**GOAL**:
Copy out the lines below word for word, changing nothing.

Point annotation records
------------------------------------------------
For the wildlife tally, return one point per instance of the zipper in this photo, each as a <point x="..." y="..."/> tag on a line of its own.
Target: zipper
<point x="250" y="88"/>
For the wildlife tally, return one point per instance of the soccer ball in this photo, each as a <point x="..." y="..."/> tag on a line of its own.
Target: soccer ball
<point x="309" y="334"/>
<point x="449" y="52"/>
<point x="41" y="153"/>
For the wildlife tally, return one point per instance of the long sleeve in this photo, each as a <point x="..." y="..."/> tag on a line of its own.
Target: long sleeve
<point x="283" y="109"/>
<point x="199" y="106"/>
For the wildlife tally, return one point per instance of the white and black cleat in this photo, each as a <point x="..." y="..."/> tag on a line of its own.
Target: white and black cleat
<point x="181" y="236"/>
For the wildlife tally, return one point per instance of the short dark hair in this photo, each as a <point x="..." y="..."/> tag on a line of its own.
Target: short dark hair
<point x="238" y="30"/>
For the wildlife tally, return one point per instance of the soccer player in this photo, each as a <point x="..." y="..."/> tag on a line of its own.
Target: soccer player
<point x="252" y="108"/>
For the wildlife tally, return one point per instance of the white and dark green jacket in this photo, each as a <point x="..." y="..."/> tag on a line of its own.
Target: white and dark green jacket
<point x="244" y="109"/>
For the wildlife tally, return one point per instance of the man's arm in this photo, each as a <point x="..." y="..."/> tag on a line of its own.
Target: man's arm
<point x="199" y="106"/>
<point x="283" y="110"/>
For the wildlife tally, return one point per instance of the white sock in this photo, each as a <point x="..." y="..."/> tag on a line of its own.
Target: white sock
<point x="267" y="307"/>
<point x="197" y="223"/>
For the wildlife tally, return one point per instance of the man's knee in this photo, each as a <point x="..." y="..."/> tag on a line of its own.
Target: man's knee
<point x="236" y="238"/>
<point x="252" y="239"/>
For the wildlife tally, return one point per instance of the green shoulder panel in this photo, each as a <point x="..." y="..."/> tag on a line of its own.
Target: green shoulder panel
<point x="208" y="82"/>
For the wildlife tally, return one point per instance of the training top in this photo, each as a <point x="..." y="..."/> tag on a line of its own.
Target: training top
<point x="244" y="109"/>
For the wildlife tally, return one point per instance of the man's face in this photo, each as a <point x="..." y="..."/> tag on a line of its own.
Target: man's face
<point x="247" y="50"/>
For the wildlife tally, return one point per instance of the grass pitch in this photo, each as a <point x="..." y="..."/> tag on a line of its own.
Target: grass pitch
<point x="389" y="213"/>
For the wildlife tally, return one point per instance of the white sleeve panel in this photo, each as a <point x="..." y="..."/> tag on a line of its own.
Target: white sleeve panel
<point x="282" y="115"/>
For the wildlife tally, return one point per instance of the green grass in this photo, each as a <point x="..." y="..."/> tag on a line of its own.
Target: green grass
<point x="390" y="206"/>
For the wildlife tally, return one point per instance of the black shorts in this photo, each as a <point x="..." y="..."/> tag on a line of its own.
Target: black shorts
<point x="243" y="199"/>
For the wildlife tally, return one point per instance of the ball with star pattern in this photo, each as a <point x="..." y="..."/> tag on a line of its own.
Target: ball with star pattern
------------------------------------------------
**ANSWER FOR THE TASK**:
For the wildlife tally, return one point per instance of the zipper in this photo, each as a <point x="..." y="..."/> tag on a line of its own.
Target: zipper
<point x="250" y="88"/>
For the wildlife tally, return one point per instance of the soccer ball in this photo, each as a <point x="..." y="..."/> tag on a line of its own.
Target: soccer ball
<point x="309" y="334"/>
<point x="449" y="52"/>
<point x="41" y="153"/>
For the wildlife tally, return one point per instance of the long sleeve in this photo, each as a <point x="..." y="..."/> tag on a line of its own.
Target: long sleeve
<point x="283" y="109"/>
<point x="199" y="106"/>
For the wildlife tally, return one point per instance of the white and black cleat in this photo, each as a <point x="..." y="..."/> tag on a line of its own.
Target: white and black cleat
<point x="181" y="236"/>
For the wildlife tally, return one point per instance of the short dark hair in this photo, each as a <point x="..." y="..."/> tag on a line of its own.
Target: short dark hair
<point x="238" y="30"/>
For the wildlife tally, return one point per instance of the soccer player in this photo, each as a <point x="..." y="..."/> tag on a line of its own.
Target: soccer player
<point x="252" y="108"/>
For the wildlife tally, return one point per instance of the white and dark green jacket in this photo, each as a <point x="..." y="..."/> tag on a line of its own.
Target: white and dark green jacket
<point x="244" y="109"/>
For the wildlife tally, return one point per instance of the man's arm in this photo, each as a <point x="..." y="..."/> tag on a line of its own.
Target: man's arm
<point x="199" y="106"/>
<point x="283" y="110"/>
For the wildlife tally, return one point per instance of the white sock in this photo, each as a <point x="..." y="..."/> tag on a line of its own.
Target: white sock
<point x="267" y="307"/>
<point x="197" y="223"/>
For the wildlife tally, return one point per instance of the man's knee in this photo, each as a <point x="..." y="..."/> tag on a line of its own.
Target: man's knee
<point x="236" y="238"/>
<point x="252" y="239"/>
For the wildlife tally, return one point per instance of the green shoulder panel in this photo, each as a <point x="..." y="..."/> tag on a line of its own.
Target: green shoulder panel
<point x="208" y="82"/>
For the wildlife tally, return one point per instance of the training top in this photo, each as a <point x="..." y="..."/> tag on a line of its own.
Target: training top
<point x="244" y="109"/>
For the wildlife tally, return one point per instance of the man's face in this photo, each as a <point x="..." y="..."/> tag on a line of its own.
Target: man's face
<point x="247" y="50"/>
For the wildlife tally, return one point per instance of the grass pitch in this photo, each as a <point x="..." y="..."/> tag on a line of its own.
Target: grass pitch
<point x="389" y="213"/>
For the wildlife tally, return one point per instance of the white sleeve panel in this photo, each as a <point x="..." y="..."/> tag on a line of its own.
Target: white sleeve panel
<point x="282" y="115"/>
For the wildlife tally, return one point per instance of the green grass in this photo, each as a <point x="..." y="..."/> tag on a line of its own.
Target: green grass
<point x="390" y="206"/>
For the wildlife tally, return one point per instance of the black shorts in this photo, each as a <point x="..." y="..."/> tag on a line of its own.
Target: black shorts
<point x="243" y="199"/>
For the wildlife tally, return one point per instance of the ball with star pattern in this photo, each as a <point x="..." y="..."/> tag on a line of its own.
Target: ball with star pattern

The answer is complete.